▶ [Tugas yang Dikerjakan]:
[a] Tuliskan kembali bagian teks tentang Delta Mahakam dengan tepat, dimulai dari "Dari kapal yang" dan berakhir pada "para pemiliknya tebal.".
[b] Jawab pertanyaan berikut berdasarkan teks tentang Delta Mahakam.
(i) Berapa luas wilayah Delta Mahakam, termasuk perairannya?
(ii) Berapa kepala keluarga yang menghuni kampung Muara Ulu?
(iii) Pada tahun berapa krisis moneter terjadi?

▶ [Kutipan Teks]:
Dari kapal yang membelah perairan di Delta Mahakam, aneka pohon bakau juga rimbunnya nipah mengepung Sungai Mahakam menuju muaranya. Tetapi, penampakan berbeda terlihat dari citra satelit atau pesawat. Rimbunnya pepohonan di sisi sungai, ternyata menyembunyikan sebab kerusakan kawasan itu.
CERITA Delta Mahakam jadi kawasan tambak primadona dimulai lebih dua dekade lalu. Ketika krisis moneter terjadi pada 1997-1998. Nilai tukar dolar tinggi saat itu membuat ekspor udang yang jadi komoditas utama kawasan tersebut semakin membuat kocek para pemiliknya tebal.
Kawasan Delta Mahakam pun makin menarik karena jadi tempat paling pas membuka tambak dengan pulau-pulau yang tersebar di wilayah seluas 150 ribu hektare, termasuk perairannya. Walaupun, gurihnya ekspor udang, tak berarti masyarakatnya didukung infrastruktur layak dan kesejahteraan yang diharapkan.
Salah satunya masyarakat di Muara Ulu, sebuah permukiman di Kelurahan Muara Kembang, Kecamatan Muara Jawa, Kutai Kartanegara (Kukar). Kampung itu hanya dihuni 31 kepala keluarga. Salah satunya Hendra dan keluarganya. Sejak usia 3 tahun pada dekade 90-an, dia hidup di kampung yang berbatasan langsung dengan Selat Makassar itu.
“Di sini kebanyakan penjaga tambak di dalam dan nelayan. Dahulu sebenarnya lebih ramai dari sekarang,” cerita sekretaris RT 12 Muara Ulu, Kelurahan Muara Kembang tersebut.

▶ [Kutipan Baris]:
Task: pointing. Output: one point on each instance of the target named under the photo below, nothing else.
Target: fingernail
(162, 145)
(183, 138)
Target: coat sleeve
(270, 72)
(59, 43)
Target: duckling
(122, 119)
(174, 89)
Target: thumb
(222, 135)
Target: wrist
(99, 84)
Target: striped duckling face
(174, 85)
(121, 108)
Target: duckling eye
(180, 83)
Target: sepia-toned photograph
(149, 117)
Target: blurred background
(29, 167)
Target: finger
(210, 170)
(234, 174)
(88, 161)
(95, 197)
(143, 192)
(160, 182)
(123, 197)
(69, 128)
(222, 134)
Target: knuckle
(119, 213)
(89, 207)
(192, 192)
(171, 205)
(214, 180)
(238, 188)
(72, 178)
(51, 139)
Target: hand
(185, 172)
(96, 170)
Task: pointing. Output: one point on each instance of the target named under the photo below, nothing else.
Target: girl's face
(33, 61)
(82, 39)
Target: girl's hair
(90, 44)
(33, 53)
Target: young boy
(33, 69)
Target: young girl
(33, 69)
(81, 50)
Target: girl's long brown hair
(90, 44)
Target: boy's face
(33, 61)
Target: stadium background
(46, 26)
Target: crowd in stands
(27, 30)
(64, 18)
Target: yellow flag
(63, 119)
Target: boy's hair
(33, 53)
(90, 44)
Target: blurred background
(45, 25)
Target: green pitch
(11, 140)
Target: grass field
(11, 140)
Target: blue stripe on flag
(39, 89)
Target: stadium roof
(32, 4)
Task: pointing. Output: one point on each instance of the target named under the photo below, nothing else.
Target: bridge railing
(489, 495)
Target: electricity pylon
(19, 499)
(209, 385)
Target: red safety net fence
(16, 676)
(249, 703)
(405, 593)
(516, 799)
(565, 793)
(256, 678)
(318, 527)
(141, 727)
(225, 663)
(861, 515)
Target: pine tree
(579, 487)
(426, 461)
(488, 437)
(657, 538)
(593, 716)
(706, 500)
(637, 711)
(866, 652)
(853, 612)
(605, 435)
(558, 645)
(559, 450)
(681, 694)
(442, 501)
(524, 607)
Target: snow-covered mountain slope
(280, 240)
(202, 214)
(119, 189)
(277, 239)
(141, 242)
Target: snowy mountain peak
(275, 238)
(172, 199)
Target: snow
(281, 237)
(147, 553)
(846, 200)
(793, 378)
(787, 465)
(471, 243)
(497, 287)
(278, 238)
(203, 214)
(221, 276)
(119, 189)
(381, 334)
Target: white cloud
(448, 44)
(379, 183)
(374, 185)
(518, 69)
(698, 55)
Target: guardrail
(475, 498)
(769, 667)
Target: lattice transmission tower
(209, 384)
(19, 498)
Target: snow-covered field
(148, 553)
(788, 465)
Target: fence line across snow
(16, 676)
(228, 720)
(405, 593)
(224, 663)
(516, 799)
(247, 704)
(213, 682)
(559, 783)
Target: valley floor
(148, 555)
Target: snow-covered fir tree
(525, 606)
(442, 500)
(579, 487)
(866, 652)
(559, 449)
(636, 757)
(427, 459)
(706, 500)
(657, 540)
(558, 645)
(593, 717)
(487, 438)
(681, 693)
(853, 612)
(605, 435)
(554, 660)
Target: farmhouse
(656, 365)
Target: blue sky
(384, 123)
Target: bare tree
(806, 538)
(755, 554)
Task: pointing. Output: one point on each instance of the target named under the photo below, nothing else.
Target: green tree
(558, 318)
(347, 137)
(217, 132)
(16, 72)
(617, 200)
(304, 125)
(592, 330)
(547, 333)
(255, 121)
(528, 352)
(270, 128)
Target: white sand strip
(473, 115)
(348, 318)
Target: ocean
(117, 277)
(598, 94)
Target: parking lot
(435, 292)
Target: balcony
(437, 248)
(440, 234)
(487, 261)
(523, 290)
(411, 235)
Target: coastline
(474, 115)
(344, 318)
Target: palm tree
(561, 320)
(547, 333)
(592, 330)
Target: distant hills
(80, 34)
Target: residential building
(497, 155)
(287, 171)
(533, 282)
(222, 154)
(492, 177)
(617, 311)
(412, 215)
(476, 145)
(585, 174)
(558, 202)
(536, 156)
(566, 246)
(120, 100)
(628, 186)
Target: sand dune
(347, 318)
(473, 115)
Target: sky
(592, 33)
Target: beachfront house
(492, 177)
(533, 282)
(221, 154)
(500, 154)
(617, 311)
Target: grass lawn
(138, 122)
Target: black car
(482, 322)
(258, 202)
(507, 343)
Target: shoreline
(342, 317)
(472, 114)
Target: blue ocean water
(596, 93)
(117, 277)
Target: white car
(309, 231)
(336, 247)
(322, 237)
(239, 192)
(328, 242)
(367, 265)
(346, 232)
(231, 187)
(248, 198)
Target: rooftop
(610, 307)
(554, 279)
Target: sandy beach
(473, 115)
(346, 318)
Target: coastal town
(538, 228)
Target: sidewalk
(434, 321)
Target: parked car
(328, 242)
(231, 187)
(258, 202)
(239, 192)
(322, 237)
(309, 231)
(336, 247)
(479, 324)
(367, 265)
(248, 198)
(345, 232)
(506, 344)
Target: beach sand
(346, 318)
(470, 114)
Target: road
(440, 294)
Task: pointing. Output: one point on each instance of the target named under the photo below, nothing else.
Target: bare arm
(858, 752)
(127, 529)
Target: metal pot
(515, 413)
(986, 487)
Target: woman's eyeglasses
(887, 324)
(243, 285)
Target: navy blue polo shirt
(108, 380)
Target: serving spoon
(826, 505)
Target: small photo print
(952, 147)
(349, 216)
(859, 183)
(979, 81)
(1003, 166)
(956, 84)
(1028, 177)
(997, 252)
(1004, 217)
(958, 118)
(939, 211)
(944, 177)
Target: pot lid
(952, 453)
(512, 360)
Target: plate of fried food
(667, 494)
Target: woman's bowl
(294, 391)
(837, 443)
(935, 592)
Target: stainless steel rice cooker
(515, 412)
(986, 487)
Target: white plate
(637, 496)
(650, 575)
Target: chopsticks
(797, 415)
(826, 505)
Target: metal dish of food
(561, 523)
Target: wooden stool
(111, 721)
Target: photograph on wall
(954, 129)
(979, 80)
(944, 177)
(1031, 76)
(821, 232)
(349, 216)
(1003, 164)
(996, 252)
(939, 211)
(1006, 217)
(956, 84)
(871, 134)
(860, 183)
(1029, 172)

▶ [Jawaban Latihan]:
[a]
Dari kapal yang membelah perairan di Delta Mahakam, aneka pohon bakau juga rimbunnya nipah mengepung Sungai Mahakam menuju muaranya. Tetapi, penampakan berbeda terlihat dari citra satelit atau pesawat. Rimbunnya pepohonan di sisi sungai, ternyata menyembunyikan sebab kerusakan kawasan itu.
CERITA Delta Mahakam jadi kawasan tambak primadona dimulai lebih dua dekade lalu. Ketika krisis moneter terjadi pada 1997-1998. Nilai tukar dolar tinggi saat itu membuat ekspor udang yang jadi komoditas utama kawasan tersebut semakin membuat kocek para pemiliknya tebal.

[b]
(i) 150 ribu hektare.
(ii) 31 kepala keluarga.
(iii) 1997-1998.